练习: 原样输出下列记录中从含有“Draw the outline of every instance of the cow's”的那一行到含有“50], [273, 43]]”的那一行，首尾两行均包括在内。

区域轮廓条目
——————
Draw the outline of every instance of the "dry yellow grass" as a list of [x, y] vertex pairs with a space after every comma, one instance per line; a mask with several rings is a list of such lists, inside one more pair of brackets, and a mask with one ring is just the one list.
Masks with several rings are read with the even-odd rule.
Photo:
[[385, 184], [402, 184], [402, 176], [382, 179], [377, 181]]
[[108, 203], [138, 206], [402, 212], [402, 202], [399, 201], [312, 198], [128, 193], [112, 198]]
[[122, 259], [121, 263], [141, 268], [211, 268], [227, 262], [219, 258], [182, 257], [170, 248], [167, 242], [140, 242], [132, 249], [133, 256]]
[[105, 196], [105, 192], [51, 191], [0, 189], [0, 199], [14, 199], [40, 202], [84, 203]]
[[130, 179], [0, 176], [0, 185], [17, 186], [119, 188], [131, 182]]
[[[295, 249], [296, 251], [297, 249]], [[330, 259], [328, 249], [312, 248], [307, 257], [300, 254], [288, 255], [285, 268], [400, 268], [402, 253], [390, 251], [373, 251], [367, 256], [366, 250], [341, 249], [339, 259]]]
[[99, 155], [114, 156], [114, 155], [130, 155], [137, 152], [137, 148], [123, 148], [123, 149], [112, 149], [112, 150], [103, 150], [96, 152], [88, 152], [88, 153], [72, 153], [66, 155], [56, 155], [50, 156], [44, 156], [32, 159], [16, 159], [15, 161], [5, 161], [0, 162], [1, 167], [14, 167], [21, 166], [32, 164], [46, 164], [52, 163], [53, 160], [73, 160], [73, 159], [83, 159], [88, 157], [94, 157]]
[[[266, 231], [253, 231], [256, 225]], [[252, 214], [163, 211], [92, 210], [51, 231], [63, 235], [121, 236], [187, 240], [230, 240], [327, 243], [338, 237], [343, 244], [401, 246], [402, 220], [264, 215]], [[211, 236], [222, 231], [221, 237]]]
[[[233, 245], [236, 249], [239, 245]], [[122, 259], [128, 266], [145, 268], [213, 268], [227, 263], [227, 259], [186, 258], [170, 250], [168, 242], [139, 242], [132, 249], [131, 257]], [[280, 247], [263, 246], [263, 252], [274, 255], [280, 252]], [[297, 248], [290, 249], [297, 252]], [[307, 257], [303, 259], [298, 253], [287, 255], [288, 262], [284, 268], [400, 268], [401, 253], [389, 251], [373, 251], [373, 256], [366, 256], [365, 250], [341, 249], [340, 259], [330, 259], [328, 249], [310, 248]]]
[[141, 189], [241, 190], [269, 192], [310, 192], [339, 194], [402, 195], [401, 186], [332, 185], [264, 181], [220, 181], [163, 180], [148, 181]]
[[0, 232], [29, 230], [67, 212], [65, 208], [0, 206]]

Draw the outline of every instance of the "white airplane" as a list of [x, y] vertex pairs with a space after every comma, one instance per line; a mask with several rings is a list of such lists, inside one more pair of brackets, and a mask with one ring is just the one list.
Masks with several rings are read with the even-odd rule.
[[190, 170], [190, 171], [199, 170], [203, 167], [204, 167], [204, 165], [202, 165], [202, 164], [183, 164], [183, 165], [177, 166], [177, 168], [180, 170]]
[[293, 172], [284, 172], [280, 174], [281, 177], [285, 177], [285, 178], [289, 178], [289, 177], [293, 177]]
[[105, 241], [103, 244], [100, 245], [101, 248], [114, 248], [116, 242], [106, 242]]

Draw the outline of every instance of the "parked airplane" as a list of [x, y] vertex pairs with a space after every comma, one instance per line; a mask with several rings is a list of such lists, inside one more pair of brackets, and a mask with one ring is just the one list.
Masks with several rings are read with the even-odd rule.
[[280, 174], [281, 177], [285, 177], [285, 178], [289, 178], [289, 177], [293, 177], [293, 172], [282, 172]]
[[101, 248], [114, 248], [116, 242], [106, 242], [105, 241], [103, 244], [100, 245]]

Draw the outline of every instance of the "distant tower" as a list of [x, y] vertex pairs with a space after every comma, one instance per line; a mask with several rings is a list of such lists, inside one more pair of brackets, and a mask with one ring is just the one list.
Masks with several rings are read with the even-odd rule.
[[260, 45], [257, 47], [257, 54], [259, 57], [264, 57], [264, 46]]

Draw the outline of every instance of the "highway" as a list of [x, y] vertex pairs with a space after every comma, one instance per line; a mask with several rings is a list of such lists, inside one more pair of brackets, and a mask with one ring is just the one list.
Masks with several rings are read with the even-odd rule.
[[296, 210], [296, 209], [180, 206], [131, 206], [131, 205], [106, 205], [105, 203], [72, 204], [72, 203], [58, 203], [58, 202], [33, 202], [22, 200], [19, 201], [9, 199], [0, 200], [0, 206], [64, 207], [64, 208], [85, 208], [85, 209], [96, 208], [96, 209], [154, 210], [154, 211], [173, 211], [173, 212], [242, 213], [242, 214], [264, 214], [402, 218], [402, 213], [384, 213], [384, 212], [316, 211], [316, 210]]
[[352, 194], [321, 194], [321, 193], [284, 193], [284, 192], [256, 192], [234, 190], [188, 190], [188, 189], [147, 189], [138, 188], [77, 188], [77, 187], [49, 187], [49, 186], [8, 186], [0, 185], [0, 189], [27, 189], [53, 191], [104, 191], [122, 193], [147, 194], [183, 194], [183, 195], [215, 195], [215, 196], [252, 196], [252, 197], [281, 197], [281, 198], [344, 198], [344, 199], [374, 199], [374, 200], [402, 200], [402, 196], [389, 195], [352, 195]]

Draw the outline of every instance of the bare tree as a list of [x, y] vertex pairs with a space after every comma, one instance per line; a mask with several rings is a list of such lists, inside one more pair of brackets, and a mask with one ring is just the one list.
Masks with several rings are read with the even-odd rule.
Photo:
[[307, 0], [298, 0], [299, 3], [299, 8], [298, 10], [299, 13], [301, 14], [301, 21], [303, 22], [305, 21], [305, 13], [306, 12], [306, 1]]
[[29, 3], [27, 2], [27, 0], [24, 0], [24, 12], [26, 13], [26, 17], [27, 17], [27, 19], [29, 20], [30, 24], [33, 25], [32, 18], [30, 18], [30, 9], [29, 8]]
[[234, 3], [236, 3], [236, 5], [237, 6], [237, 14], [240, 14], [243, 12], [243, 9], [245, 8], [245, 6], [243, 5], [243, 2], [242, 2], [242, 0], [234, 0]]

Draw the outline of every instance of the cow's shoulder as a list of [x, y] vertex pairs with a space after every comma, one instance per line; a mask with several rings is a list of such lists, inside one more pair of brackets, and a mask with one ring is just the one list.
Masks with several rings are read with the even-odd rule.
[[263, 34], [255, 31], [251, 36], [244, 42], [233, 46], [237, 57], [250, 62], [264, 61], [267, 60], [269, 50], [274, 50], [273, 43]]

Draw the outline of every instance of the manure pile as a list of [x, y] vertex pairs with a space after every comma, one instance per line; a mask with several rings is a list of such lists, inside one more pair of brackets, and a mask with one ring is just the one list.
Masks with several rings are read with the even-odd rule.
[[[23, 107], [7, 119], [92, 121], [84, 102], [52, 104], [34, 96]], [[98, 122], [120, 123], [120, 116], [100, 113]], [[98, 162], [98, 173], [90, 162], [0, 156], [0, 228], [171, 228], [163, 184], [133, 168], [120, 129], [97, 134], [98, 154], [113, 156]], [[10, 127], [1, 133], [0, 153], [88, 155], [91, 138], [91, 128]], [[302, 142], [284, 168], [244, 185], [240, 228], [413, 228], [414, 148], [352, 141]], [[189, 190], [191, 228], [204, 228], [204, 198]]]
——————
任务答复:
Draw the outline of every instance of the cow's shoulder as a list of [x, y] vertex pairs with a space after every comma, one instance per line; a mask with several rings is a list of such lists, inside one more pair of brackets, and a mask with one ring is just the one list.
Masks with several rings are read with the even-odd rule.
[[263, 34], [255, 31], [251, 36], [244, 42], [233, 46], [237, 57], [250, 62], [264, 61], [267, 60], [269, 50], [274, 50], [273, 43]]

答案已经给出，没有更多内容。